--- Problem set ---
(A) Answer these questions about the Nicaragua excerpt, one per line:
(i) How many children were born in Nicaragua in 2005, according to the National Institute of Statistics and Censuses?
(ii) Which two embassies collaborated on the Ministry of the Family's free DNA test pilot project?
(iii) What share of Nicaraguan households are sustained only by the mother's work and wages?
(B) Reproduce the Nicaragua excerpt word for word between "DNA testing is" and "work and wages.", inclusive.

** Excerpted passage follows **

The debate over “red news” coincided with the National Assembly decision to eliminate tax exonerations on paper, machinery and spare parts imported by the national media. According to Sandinista Renovation Movement (MRS) president Dora María Téllez, who was one of the legislators responsible for establishing the exonerations in the 1995 constitutional amendments, “We introduced that exoneration because the media provide a social service. The exoneration should be retained, but conditioned. The economic fostering of freedom of expression needs to be couched in social responsibility.”

The National Institute of Statistics and Censuses calculates that 152,000 children were born in Nicaragua in 2005, bringing the population to nearly 5.5 million. The number of children per couple in Nicaragua’s poorest areas is typically between 5 and 8. One of the problems accompanying this high birth rate is paternal irresponsibility. In January, the Ministry of the Family announced that 100 free DNA tests would be offered as a pilot project to promote a new responsible paternity bill, thanks to collaboration by the Dutch and Danish embassies. The ministry was immediately flooded with over 500 applicants.

DNA testing is relatively new in Nicaragua and currently only available in the Molecular Biology Center of the Central American University. Its $200 cost is prohibitive for many single mothers seeking to force the fathers of their children to pay child support. According to the Special Children’s Defense Attorney, 31% of Nicaraguan households are sustained only by the mother’s work and wages.

** End of Excerpted passage **
** Provided material follows **

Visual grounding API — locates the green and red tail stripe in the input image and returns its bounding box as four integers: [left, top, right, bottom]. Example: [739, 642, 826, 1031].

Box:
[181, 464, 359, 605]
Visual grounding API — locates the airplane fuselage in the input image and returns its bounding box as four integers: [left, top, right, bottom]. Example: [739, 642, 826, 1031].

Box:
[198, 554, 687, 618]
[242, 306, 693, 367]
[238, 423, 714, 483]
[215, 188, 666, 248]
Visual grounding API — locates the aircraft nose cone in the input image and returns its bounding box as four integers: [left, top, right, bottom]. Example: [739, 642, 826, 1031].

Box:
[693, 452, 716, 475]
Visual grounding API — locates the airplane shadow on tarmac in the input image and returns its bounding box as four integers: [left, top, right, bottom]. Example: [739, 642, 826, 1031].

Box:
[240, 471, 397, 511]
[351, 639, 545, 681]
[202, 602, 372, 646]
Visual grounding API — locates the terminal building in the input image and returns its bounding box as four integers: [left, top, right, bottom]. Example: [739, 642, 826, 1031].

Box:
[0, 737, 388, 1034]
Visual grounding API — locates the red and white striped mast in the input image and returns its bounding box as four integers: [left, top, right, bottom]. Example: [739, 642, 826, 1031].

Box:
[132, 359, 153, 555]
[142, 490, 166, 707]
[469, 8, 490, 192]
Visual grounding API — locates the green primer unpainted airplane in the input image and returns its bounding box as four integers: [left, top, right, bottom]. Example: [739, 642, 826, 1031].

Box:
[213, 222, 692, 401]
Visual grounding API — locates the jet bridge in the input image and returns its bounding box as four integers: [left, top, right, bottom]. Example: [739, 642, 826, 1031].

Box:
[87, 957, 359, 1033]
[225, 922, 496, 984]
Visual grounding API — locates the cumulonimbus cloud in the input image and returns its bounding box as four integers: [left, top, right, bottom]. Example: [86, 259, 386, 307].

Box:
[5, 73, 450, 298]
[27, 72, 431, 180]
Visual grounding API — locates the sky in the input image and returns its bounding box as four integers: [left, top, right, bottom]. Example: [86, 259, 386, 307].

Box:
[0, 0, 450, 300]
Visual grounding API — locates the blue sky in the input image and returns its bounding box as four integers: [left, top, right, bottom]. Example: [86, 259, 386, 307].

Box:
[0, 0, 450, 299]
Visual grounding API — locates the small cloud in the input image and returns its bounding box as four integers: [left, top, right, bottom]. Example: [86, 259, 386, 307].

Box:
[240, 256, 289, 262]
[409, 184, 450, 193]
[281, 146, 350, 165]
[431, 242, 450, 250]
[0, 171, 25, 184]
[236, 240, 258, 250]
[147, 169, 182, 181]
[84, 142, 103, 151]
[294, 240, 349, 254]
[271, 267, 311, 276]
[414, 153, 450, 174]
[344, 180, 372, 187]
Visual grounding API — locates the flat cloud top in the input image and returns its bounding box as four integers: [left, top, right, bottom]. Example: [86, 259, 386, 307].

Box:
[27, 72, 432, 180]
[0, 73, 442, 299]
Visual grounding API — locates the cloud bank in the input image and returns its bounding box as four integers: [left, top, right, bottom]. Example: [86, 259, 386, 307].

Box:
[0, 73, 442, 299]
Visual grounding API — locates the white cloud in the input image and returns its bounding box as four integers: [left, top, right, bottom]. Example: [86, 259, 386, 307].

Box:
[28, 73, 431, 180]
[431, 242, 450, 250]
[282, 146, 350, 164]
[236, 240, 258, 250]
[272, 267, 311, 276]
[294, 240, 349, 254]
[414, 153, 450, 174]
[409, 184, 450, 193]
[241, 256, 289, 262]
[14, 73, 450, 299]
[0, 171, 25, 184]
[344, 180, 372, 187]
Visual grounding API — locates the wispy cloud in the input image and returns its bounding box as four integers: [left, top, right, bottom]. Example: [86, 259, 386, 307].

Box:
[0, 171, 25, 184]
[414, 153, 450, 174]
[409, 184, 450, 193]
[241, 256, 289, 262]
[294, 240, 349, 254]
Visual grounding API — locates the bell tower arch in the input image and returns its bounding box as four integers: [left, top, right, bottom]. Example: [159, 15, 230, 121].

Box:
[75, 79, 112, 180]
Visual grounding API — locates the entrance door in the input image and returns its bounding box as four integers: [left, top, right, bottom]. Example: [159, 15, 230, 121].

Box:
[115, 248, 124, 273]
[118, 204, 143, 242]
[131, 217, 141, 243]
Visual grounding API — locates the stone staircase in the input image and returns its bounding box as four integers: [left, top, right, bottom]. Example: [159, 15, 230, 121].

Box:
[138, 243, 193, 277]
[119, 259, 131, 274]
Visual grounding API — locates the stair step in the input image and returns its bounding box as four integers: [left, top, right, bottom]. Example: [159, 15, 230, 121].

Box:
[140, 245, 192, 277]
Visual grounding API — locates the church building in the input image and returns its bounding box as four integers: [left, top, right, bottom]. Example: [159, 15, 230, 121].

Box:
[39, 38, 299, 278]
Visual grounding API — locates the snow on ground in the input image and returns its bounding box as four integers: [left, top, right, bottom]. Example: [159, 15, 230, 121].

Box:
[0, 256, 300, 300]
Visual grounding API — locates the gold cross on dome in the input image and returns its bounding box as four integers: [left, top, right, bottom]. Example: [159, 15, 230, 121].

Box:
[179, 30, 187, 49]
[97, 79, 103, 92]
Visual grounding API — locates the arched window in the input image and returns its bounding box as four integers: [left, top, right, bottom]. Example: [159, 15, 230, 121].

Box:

** End of Provided material **

--- Task solutions ---
(A)
(i) 152,000
(ii) The Dutch and Danish embassies
(iii) 31%

(B)
DNA testing is relatively new in Nicaragua and currently only available in the Molecular Biology Center of the Central American University. Its $200 cost is prohibitive for many single mothers seeking to force the fathers of their children to pay child support. According to the Special Children’s Defense Attorney, 31% of Nicaraguan households are sustained only by the mother’s work and wages.